Count the lines in the listing below that contain the string "bridal", matching case exactly, and reply with the number alone.

^^^^

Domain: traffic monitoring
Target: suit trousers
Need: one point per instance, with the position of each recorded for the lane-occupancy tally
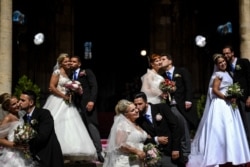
(93, 132)
(185, 138)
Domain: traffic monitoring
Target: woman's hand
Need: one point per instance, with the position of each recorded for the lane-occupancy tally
(141, 154)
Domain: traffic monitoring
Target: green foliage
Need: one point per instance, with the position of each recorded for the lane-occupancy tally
(201, 106)
(24, 83)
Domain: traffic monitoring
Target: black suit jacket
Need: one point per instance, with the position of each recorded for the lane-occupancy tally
(167, 126)
(89, 84)
(184, 92)
(45, 146)
(242, 76)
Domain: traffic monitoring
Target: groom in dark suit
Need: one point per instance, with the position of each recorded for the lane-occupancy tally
(239, 68)
(163, 127)
(86, 102)
(45, 147)
(183, 107)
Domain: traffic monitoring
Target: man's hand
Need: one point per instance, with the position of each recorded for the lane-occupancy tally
(162, 139)
(175, 155)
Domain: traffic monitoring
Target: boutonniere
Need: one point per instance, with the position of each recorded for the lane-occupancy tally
(82, 73)
(237, 67)
(177, 75)
(34, 122)
(158, 117)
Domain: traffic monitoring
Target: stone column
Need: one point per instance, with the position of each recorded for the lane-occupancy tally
(5, 46)
(244, 17)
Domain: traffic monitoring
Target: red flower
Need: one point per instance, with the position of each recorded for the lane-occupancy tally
(167, 86)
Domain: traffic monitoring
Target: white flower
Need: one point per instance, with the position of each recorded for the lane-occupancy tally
(158, 117)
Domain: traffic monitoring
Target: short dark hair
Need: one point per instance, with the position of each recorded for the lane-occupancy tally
(228, 46)
(78, 57)
(31, 94)
(141, 95)
(169, 56)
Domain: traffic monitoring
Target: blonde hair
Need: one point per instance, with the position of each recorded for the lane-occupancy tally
(216, 56)
(61, 57)
(122, 106)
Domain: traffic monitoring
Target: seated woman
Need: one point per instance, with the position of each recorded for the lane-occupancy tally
(126, 138)
(12, 155)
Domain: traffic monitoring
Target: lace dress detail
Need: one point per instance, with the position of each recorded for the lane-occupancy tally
(220, 137)
(70, 129)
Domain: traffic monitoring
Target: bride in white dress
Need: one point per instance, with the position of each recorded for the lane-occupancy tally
(72, 134)
(220, 137)
(152, 79)
(126, 138)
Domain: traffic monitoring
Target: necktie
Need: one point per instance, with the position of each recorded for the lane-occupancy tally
(75, 75)
(169, 75)
(28, 118)
(147, 117)
(232, 67)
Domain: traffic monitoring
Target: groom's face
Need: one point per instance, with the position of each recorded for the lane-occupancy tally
(75, 63)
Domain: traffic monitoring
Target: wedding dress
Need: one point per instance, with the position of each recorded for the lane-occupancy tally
(11, 157)
(150, 86)
(123, 132)
(220, 137)
(71, 132)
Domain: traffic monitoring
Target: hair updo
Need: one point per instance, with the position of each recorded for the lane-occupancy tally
(61, 57)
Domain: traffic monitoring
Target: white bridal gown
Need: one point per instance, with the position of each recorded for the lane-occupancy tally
(220, 137)
(13, 157)
(70, 129)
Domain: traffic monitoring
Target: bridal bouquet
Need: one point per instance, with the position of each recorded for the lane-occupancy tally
(152, 155)
(74, 86)
(22, 135)
(234, 91)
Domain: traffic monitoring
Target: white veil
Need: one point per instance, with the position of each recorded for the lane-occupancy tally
(56, 66)
(196, 143)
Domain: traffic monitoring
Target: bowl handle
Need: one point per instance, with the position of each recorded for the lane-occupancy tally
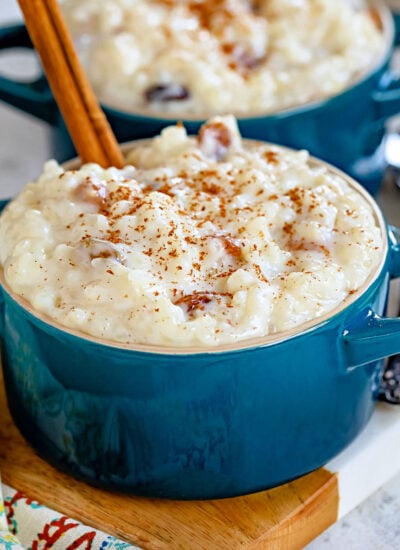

^^^^

Solution to this problem: 2